# PROVIDED PASSAGE:
Provide students with a slide of an onion root to view under a microscope. Tell students to make sketches of cells in different stages of mitosis. Each student should provide at least five different sketches of cells in different stages on a worksheet. Students must then take their sketches and compare their pictures to the different stages of mitosis and identify which stage of mitosis the cell is experiencing in each sketch.
Break the students into groups of four and provide each group with slides that depict cells going through various stages of mitosis. Ask each group to identify a particular stage of mitosis from the set of slides. For example, in cytokinasis the cell will begin to furrow and pinch off, completing the process of changing one cell into two cells. The group must agree on the cell and stage, after which the teacher will confirm. Give each group another stage of mitosis to identify until all of the stages are completed.
Provide students with drawings or pictures of a cell going through the various stages of mitosis. Students must write a statement detailing what is going on during each stage of mitosis and how it is different from the previous stage. For example, in interphase the chromatin are loosely organized, but in prophase, the next step, the chromatin shorten and condense to create chromosomes. In prophase the nuclear envelope also disappears while it is still present in interphase.
Meiosis is the process of producing four non-identical daughter cells with half the chromosomes of the parent cell. Meiosis occurs in organisms that sexually reproduce. Show students videos of the process of mitosis and meiosis. Then have students list how the two processes are similar. For example, each process starts with a single cell. Students must also determine in what ways the two processes are different. For example, mitosis creates two identical cells while meiosis creates four unique cells.

# DATASET ENTRIES:
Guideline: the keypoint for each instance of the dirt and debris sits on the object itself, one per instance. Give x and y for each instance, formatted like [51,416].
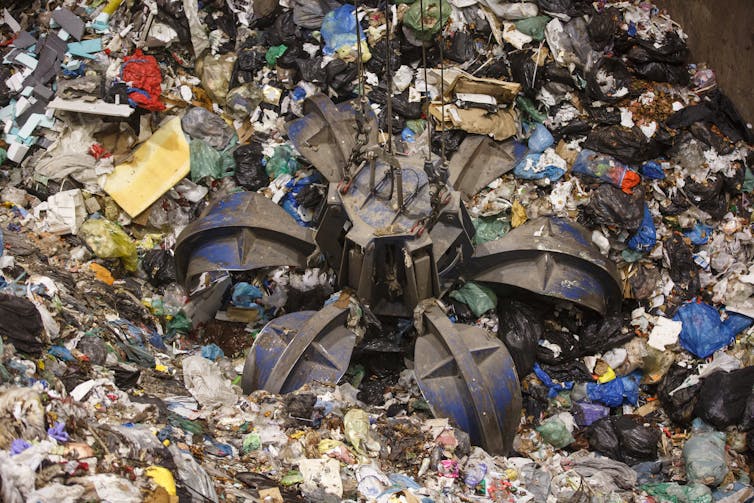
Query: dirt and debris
[189,190]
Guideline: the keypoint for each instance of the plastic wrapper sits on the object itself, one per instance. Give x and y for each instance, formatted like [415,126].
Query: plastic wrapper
[241,101]
[108,240]
[606,169]
[216,72]
[704,455]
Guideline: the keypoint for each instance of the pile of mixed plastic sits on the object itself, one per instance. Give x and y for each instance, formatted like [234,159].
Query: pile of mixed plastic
[108,391]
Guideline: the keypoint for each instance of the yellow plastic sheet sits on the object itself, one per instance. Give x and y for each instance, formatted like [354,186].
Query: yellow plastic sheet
[157,165]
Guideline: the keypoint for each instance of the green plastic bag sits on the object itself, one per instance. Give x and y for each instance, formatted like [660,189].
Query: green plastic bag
[479,298]
[555,432]
[180,323]
[533,26]
[489,229]
[673,492]
[206,162]
[431,18]
[107,240]
[281,162]
[530,108]
[273,53]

# WORK TO BE COMPLETED:
Please write out the part of the passage on teaching mitosis between "Meiosis is the" and "four unique cells.", inclusive, word for word. Work only from the passage on teaching mitosis.

# EXPECTED OUTPUT:
Meiosis is the process of producing four non-identical daughter cells with half the chromosomes of the parent cell. Meiosis occurs in organisms that sexually reproduce. Show students videos of the process of mitosis and meiosis. Then have students list how the two processes are similar. For example, each process starts with a single cell. Students must also determine in what ways the two processes are different. For example, mitosis creates two identical cells while meiosis creates four unique cells.